▶ [Exercise objective]
Render the records below, from the line containing "Ground curved road" through the line containing "15, 322, 712, 584", as a JSON list of strings with one string per line, omitting any blank lines.

▶ [Data to process]
--------------------

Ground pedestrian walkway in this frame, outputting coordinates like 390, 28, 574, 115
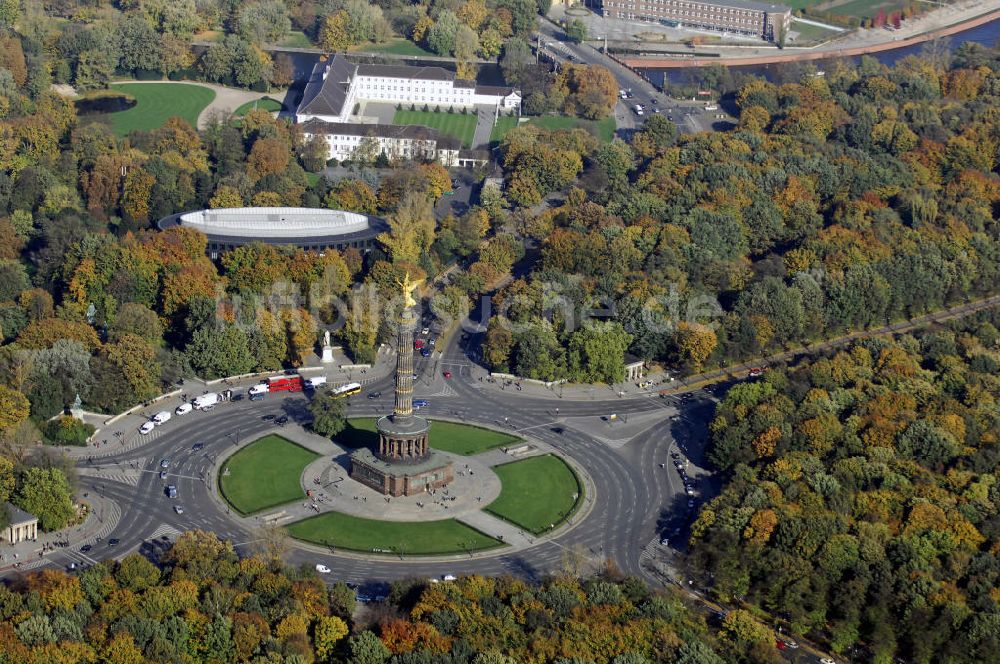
458, 510, 535, 546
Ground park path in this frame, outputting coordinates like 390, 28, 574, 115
115, 81, 291, 129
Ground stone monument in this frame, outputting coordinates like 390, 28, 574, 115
351, 274, 455, 496
320, 330, 333, 364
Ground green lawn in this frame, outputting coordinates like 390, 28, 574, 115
337, 417, 521, 456
490, 115, 520, 144
219, 435, 320, 514
490, 115, 615, 143
392, 106, 476, 148
486, 454, 583, 534
826, 0, 907, 18
233, 97, 285, 118
362, 37, 437, 57
288, 512, 503, 556
277, 30, 313, 48
107, 83, 215, 136
791, 21, 840, 43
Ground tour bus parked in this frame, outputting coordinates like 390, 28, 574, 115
333, 383, 361, 397
193, 392, 219, 410
267, 374, 302, 392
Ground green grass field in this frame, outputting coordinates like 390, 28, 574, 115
277, 30, 313, 48
219, 435, 319, 514
486, 454, 583, 534
107, 83, 215, 136
233, 97, 285, 118
827, 0, 907, 18
362, 37, 437, 57
337, 417, 521, 456
392, 106, 476, 148
490, 115, 615, 143
490, 115, 520, 144
288, 512, 503, 556
791, 21, 840, 43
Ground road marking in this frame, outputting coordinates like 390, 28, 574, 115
146, 523, 181, 540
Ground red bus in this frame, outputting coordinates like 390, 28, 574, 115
267, 374, 302, 392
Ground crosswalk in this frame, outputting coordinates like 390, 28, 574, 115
77, 457, 147, 486
146, 523, 181, 540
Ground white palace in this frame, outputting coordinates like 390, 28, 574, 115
295, 55, 521, 166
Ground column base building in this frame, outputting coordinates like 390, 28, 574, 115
602, 0, 792, 42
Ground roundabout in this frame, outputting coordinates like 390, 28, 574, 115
215, 418, 584, 556
33, 290, 714, 584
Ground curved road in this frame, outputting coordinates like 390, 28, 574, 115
39, 324, 713, 583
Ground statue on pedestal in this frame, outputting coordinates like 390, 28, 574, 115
320, 330, 333, 363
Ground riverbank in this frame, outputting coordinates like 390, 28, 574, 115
616, 0, 1000, 69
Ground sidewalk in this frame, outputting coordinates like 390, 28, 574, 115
0, 493, 121, 576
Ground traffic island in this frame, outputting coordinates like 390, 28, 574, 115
287, 512, 504, 556
219, 434, 320, 515
486, 454, 583, 535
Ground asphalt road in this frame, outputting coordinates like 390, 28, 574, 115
31, 320, 712, 584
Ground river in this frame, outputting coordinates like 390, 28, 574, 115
639, 20, 1000, 87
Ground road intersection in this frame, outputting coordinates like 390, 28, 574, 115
15, 322, 712, 584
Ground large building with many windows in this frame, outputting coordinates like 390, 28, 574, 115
302, 119, 489, 167
603, 0, 792, 41
295, 55, 521, 122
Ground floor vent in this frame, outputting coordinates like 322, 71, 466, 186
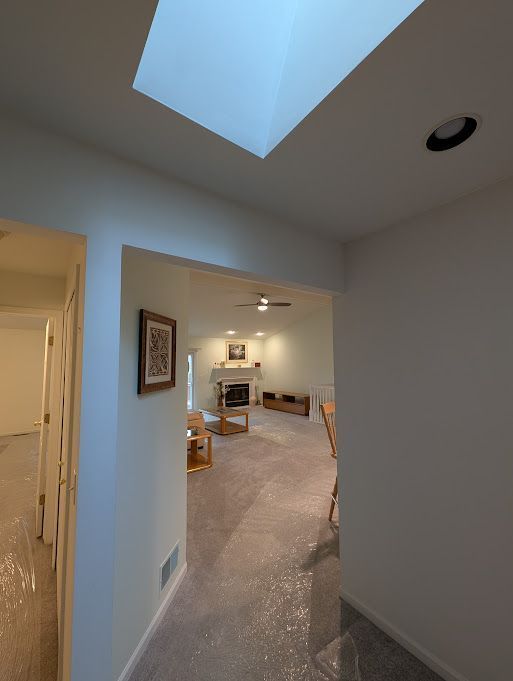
160, 542, 179, 591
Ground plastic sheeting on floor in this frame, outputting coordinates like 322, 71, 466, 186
0, 433, 57, 681
0, 516, 37, 681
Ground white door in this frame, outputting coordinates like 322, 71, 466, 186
54, 268, 78, 650
36, 319, 53, 537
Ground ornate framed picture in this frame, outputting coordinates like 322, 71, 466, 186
226, 340, 249, 365
137, 310, 176, 395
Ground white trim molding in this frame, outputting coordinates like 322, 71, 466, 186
118, 563, 187, 681
340, 589, 468, 681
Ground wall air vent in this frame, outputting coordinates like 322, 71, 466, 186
160, 542, 180, 591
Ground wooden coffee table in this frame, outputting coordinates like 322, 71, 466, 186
187, 426, 212, 473
201, 407, 249, 435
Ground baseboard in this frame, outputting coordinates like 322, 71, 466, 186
118, 563, 187, 681
340, 589, 468, 681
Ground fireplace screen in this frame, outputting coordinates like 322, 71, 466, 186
224, 383, 249, 407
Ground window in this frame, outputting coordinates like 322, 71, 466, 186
187, 352, 194, 409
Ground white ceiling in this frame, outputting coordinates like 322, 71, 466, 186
0, 0, 513, 241
189, 270, 331, 340
0, 227, 73, 277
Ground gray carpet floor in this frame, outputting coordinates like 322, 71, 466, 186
0, 434, 57, 681
131, 407, 439, 681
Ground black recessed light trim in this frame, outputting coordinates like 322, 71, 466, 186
426, 116, 477, 151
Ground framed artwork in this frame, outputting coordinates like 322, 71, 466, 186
137, 310, 176, 395
226, 340, 249, 365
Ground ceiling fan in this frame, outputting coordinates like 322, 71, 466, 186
234, 293, 292, 312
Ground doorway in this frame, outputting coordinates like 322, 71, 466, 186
0, 221, 85, 681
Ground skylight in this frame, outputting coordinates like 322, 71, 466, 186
134, 0, 423, 158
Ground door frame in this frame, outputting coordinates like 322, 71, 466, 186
0, 305, 64, 544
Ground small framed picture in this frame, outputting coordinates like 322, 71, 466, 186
226, 340, 249, 365
137, 310, 176, 395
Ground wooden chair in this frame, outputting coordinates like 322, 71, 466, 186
321, 402, 338, 522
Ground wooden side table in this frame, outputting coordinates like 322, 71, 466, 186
187, 427, 212, 473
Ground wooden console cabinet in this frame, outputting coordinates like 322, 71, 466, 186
264, 390, 310, 416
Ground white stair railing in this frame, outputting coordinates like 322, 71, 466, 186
309, 384, 335, 423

--------------------

▶ [Response to this exercise]
[
  "Ground curved road in this frame, outputting coordinates like 390, 28, 574, 115",
  "39, 324, 713, 583",
  "Ground statue on pedestal in this frame, outputting coordinates like 390, 28, 574, 115",
  "320, 330, 333, 363",
  "Ground riverbank in this frame, outputting coordinates like 390, 28, 574, 115",
  "616, 0, 1000, 69",
  "Ground sidewalk in this frame, outputting coordinates like 390, 28, 574, 115",
  "0, 493, 121, 576",
  "Ground traffic island in this frame, outputting coordinates like 390, 28, 574, 115",
  "287, 512, 504, 556",
  "219, 434, 320, 515",
  "486, 454, 583, 535",
  "Ground asphalt road in this frame, outputting coordinates like 390, 28, 574, 115",
  "31, 320, 712, 584",
  "Ground river in this frame, outputting coordinates like 390, 28, 574, 115",
  "639, 20, 1000, 87",
  "Ground road intersection in this frame, outputting coordinates like 390, 28, 574, 115",
  "15, 322, 712, 584"
]